-- start of Dataset extract --

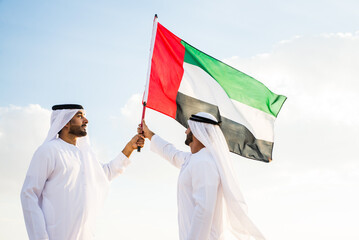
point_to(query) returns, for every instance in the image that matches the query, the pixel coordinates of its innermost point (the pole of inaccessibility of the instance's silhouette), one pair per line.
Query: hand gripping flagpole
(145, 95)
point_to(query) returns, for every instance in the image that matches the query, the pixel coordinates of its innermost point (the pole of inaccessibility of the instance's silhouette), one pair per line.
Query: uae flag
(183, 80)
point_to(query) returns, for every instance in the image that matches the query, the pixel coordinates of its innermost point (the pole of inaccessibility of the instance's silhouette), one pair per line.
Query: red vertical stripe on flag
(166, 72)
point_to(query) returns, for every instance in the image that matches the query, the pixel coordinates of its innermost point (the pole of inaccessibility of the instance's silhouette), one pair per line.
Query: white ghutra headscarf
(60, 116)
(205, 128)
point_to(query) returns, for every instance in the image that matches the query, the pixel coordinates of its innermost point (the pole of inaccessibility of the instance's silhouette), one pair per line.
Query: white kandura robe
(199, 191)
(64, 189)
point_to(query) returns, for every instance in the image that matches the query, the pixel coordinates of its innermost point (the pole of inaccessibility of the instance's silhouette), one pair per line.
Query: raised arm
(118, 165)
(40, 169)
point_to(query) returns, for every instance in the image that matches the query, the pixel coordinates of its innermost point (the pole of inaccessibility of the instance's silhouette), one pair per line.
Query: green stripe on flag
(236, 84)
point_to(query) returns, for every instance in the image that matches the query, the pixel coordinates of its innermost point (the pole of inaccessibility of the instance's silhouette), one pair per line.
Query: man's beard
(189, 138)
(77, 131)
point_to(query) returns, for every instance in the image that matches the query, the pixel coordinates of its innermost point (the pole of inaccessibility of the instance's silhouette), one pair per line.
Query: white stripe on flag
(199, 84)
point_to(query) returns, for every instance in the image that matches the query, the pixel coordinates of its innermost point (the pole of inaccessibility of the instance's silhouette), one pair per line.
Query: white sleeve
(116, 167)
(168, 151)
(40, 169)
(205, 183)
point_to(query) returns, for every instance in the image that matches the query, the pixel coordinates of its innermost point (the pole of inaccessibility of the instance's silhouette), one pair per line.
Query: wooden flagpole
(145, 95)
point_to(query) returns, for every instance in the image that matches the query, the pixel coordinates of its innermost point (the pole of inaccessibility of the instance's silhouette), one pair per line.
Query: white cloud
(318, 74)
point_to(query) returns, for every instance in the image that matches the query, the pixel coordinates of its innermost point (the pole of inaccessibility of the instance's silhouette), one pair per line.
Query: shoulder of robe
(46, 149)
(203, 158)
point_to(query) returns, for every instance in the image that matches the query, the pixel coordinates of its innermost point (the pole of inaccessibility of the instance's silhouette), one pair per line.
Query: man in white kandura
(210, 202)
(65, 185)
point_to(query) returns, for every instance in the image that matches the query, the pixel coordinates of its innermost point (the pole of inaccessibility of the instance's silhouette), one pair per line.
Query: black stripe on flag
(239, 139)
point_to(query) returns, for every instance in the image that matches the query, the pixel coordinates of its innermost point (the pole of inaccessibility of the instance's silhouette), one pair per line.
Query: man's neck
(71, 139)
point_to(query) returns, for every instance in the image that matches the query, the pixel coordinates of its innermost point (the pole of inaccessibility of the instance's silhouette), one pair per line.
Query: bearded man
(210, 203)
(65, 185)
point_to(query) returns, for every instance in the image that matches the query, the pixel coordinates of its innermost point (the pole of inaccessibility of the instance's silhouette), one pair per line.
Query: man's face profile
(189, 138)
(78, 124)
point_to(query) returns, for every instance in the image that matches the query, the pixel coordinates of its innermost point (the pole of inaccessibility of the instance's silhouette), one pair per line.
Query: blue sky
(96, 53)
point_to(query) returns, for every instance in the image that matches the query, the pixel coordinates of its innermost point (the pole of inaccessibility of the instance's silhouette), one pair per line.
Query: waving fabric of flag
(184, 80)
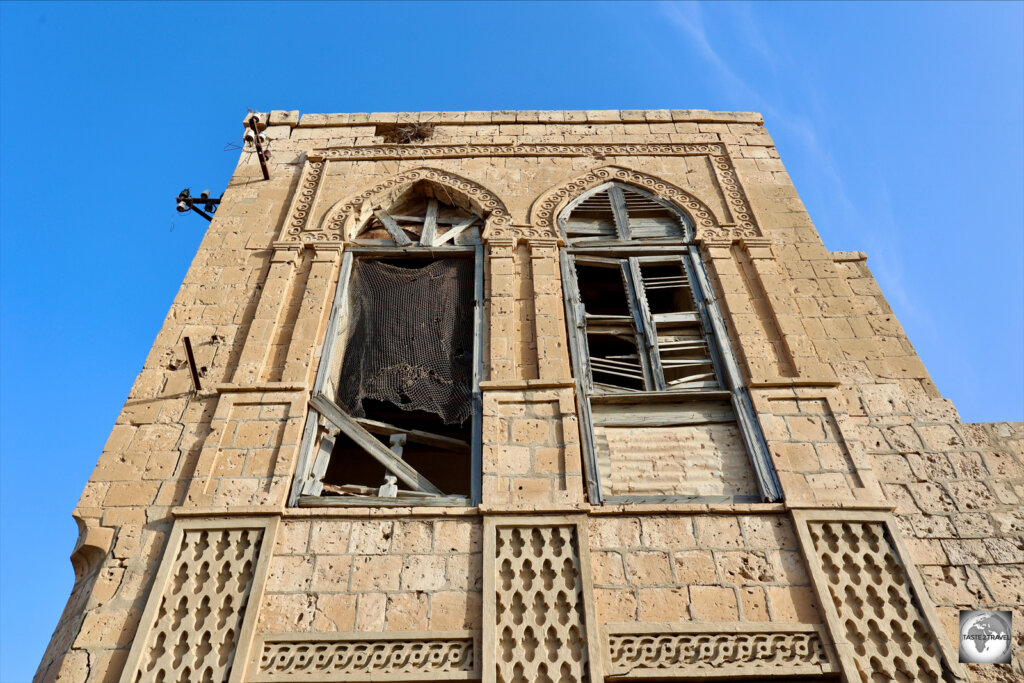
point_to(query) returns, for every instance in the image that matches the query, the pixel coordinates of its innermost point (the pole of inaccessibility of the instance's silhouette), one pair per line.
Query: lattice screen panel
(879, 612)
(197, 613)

-- end of Dataset extract --

Problem details
Find every line in the data that contains the word "flagpole", and copy each of those lines.

Output of the task
Query: hand gripping flagpole
Query: wooden flagpole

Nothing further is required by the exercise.